**Work to complete**
Pull out every line, word for word, from the one containing "I'd love your assistance: please find the bird's wing" down to the one containing "[[53, 273, 640, 416]]", both ends included. Leave the pictures out.

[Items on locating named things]
>>>
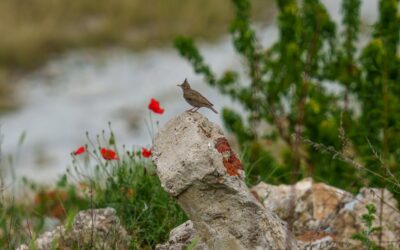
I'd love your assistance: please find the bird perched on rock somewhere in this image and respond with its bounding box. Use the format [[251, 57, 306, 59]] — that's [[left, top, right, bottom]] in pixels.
[[177, 79, 218, 114]]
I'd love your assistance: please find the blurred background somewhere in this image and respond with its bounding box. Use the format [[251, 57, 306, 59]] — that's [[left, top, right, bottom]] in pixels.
[[0, 0, 377, 182]]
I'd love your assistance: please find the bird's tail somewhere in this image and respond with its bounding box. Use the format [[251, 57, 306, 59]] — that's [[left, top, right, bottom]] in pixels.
[[209, 106, 218, 114]]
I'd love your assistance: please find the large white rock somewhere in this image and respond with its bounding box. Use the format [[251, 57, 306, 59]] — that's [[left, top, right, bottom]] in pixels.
[[153, 112, 298, 250]]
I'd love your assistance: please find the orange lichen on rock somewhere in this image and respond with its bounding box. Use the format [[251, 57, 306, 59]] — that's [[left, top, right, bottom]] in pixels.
[[215, 137, 243, 176]]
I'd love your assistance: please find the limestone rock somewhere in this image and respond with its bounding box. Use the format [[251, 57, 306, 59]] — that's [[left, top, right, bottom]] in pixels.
[[156, 220, 208, 250], [252, 178, 400, 249], [18, 208, 129, 250], [153, 112, 298, 250]]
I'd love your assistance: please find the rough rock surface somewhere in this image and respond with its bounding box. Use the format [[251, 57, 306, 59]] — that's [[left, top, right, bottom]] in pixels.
[[18, 208, 129, 250], [153, 112, 298, 250], [252, 178, 400, 249], [156, 220, 208, 250]]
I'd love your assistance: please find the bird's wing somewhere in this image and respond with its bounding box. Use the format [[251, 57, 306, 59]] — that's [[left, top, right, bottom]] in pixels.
[[191, 89, 214, 106]]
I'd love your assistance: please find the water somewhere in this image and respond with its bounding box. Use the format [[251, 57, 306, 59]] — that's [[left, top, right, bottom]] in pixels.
[[0, 0, 377, 182]]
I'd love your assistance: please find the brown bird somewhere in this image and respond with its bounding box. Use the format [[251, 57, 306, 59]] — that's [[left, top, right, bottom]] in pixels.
[[177, 79, 218, 114]]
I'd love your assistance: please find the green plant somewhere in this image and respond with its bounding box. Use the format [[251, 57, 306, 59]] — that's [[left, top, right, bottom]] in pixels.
[[351, 204, 382, 250], [68, 128, 187, 249], [174, 0, 400, 195]]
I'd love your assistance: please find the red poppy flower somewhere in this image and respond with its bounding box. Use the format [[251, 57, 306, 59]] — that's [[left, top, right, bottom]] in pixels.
[[142, 148, 151, 158], [148, 98, 164, 115], [74, 146, 86, 155], [100, 148, 119, 161]]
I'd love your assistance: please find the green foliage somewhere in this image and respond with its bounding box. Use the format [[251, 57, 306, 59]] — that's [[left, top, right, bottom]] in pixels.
[[68, 129, 187, 249], [351, 204, 382, 250], [93, 158, 187, 249], [175, 0, 400, 193]]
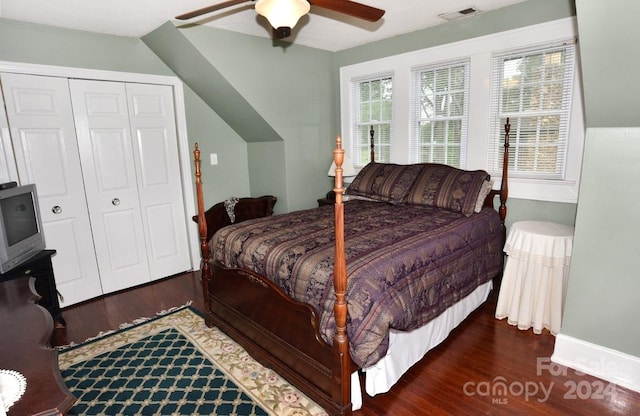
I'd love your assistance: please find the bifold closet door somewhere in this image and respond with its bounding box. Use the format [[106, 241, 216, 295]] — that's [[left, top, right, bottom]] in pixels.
[[0, 73, 102, 307], [125, 83, 191, 280], [70, 80, 190, 293], [69, 79, 150, 293]]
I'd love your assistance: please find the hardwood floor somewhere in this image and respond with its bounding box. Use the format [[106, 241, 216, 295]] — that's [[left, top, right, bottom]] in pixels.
[[53, 273, 640, 416]]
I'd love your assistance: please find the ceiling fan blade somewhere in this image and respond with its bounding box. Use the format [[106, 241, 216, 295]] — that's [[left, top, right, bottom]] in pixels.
[[176, 0, 254, 20], [309, 0, 384, 22]]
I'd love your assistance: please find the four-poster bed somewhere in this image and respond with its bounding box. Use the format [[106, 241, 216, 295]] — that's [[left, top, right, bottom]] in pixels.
[[194, 120, 509, 415]]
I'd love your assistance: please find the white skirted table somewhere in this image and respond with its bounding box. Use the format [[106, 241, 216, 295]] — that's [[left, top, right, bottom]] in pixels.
[[496, 221, 574, 335]]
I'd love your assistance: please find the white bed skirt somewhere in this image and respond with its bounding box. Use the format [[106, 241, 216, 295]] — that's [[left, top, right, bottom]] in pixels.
[[351, 281, 493, 410]]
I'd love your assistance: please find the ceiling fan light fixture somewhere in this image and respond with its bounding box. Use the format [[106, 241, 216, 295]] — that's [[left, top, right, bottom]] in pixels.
[[255, 0, 311, 34]]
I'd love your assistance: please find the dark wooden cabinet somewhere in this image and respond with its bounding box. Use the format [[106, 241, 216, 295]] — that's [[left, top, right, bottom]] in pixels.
[[0, 274, 76, 416], [0, 250, 66, 326]]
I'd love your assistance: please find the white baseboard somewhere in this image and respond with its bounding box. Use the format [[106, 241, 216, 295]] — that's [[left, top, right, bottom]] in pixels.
[[551, 334, 640, 392]]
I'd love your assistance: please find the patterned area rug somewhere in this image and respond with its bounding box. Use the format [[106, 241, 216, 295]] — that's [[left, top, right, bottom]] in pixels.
[[58, 307, 326, 416]]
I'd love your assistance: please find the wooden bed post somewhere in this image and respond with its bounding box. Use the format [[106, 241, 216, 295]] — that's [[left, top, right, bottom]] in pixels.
[[498, 117, 511, 241], [333, 136, 351, 414], [369, 126, 376, 163], [193, 143, 211, 311]]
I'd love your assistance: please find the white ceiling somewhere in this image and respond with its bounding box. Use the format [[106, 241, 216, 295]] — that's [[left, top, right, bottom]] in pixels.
[[0, 0, 524, 51]]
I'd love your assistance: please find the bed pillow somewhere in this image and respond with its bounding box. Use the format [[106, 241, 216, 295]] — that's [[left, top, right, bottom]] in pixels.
[[407, 163, 490, 216], [346, 162, 421, 204]]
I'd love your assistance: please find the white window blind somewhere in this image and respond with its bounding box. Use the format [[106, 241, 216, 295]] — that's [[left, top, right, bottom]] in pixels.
[[409, 61, 469, 168], [351, 75, 395, 166], [488, 42, 575, 180]]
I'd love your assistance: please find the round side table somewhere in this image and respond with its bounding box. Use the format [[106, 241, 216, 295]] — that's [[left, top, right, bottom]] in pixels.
[[495, 221, 574, 335]]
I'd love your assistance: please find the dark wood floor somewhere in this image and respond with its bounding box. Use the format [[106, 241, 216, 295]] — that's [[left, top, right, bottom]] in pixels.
[[54, 273, 640, 416]]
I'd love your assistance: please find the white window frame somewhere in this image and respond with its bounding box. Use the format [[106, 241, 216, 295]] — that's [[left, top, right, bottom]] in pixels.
[[409, 59, 469, 169], [488, 39, 576, 180], [348, 73, 396, 167], [340, 17, 585, 203]]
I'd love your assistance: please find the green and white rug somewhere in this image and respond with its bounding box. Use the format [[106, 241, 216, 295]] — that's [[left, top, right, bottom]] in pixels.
[[58, 307, 326, 416]]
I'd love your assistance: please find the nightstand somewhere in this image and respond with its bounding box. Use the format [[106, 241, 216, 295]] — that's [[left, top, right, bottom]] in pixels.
[[496, 221, 574, 335]]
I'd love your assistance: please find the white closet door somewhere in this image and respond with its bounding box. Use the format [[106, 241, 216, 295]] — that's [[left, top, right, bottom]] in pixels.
[[69, 80, 150, 293], [1, 74, 102, 307], [126, 84, 191, 279]]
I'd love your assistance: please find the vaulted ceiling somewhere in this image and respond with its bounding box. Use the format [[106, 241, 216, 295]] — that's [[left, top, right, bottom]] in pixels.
[[0, 0, 524, 51]]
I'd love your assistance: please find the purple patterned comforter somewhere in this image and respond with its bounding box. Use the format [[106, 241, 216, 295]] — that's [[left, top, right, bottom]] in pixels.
[[210, 200, 503, 367]]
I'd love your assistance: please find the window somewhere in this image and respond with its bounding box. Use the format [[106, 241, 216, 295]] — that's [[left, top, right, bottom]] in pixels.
[[340, 17, 585, 203], [409, 62, 469, 168], [489, 44, 574, 180], [351, 76, 394, 166]]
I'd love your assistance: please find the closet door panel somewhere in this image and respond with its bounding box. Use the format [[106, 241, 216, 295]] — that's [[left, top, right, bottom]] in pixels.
[[126, 84, 191, 279], [1, 74, 102, 307], [70, 80, 149, 293]]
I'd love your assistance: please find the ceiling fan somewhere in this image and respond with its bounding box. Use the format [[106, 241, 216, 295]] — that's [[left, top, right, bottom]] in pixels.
[[176, 0, 384, 39]]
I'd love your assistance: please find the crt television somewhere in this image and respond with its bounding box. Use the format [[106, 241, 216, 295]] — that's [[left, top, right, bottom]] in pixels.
[[0, 184, 45, 273]]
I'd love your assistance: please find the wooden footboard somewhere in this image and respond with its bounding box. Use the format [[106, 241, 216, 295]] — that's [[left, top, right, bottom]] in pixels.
[[205, 263, 354, 415]]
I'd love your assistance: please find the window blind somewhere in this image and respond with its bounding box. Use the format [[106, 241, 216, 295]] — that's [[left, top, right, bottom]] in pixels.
[[351, 75, 395, 166], [409, 61, 469, 168], [488, 41, 575, 179]]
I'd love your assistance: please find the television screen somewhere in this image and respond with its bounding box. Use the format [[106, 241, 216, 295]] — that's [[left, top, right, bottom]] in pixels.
[[0, 192, 38, 246]]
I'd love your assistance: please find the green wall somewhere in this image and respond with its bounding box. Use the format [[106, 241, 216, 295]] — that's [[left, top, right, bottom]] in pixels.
[[174, 26, 338, 212], [561, 0, 640, 357]]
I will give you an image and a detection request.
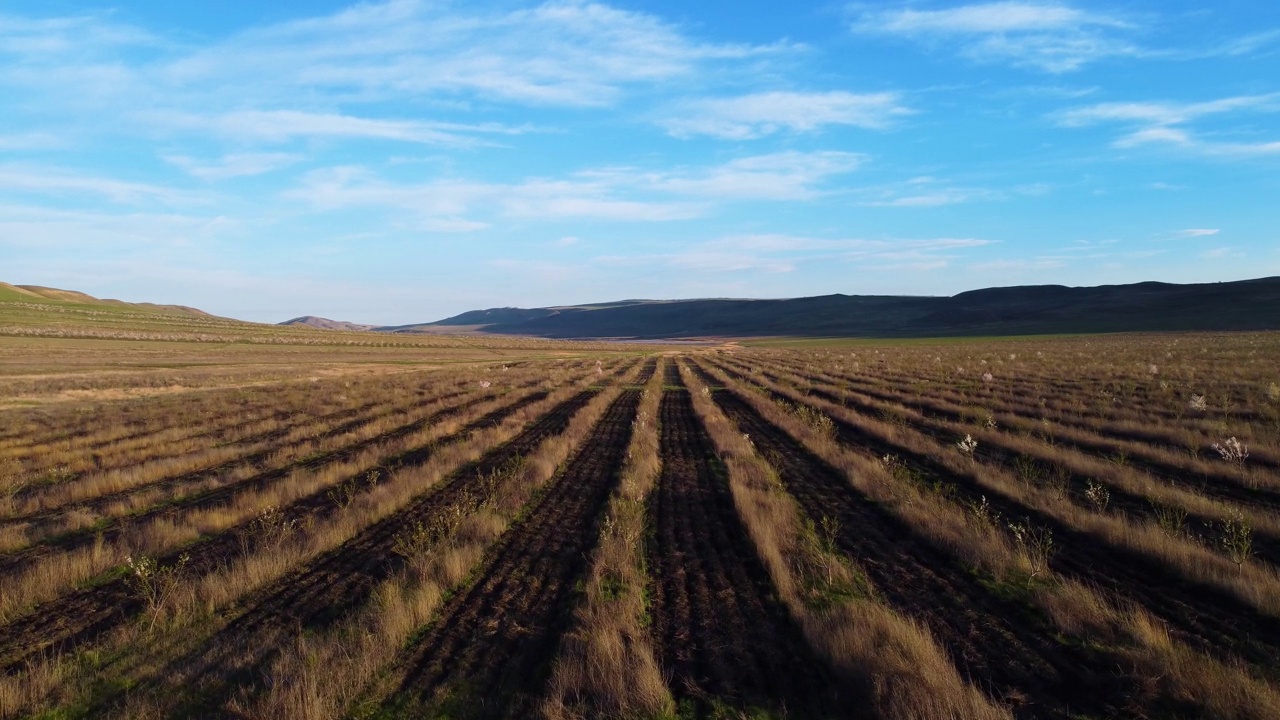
<<<
**Complete response**
I'd love your assistance: please find the bird's wing somewhere in this image and respond with its bounding box. Use the format [[251, 57, 306, 59]] — that's [[left, top, right, bottom]] in pixels.
[[191, 89, 214, 106]]
I'd love your assistance: please find the water somewhere in this image and respond with its bounding box. Use the format [[251, 57, 306, 59]] — that's [[left, top, right, bottom]] in pixels.
[[0, 0, 377, 182]]
I'd love your assistance: please find the brown bird somewhere in this image and respond with its bounding box. Use the format [[251, 57, 306, 59]] — that's [[left, top, right, bottom]] in pixels.
[[177, 79, 218, 114]]
I'd love your assistance: please find the green plant somewhere in this image and respond with its bounding box. Use the format [[251, 57, 306, 59]] — that's [[left, top, right, bottom]] in pixels.
[[351, 204, 382, 250], [68, 128, 187, 249], [174, 0, 400, 195]]
I'd love your assistance: please find the red poppy flower somewhere in this image and respond with its bounding box. Use the format [[251, 57, 306, 59]] — that's [[left, top, right, bottom]] in pixels.
[[142, 148, 151, 158], [148, 98, 164, 115], [74, 146, 86, 155], [100, 148, 119, 161]]
I'd love your assistance: please find the green foliage somewhere in this image and respond with its bounding box. Use the format [[251, 57, 306, 59]] — that's [[left, top, right, bottom]] in pixels.
[[68, 129, 187, 249], [351, 204, 382, 250], [93, 158, 187, 249], [175, 0, 400, 193]]
I'd love your assistance: please find the bifold closet door somewhere in this image and respond with its bounding box. Use the format [[106, 241, 216, 295]] — that's [[left, top, right, bottom]] in pixels.
[[0, 73, 102, 307], [125, 83, 191, 280], [70, 80, 190, 293], [69, 79, 150, 293]]
I'd love your assistance: please find the hardwood floor somewhere in this image and respond with its bounding box. Use the format [[106, 241, 216, 295]] — that's [[left, top, right, bottom]] in pixels.
[[53, 273, 640, 416]]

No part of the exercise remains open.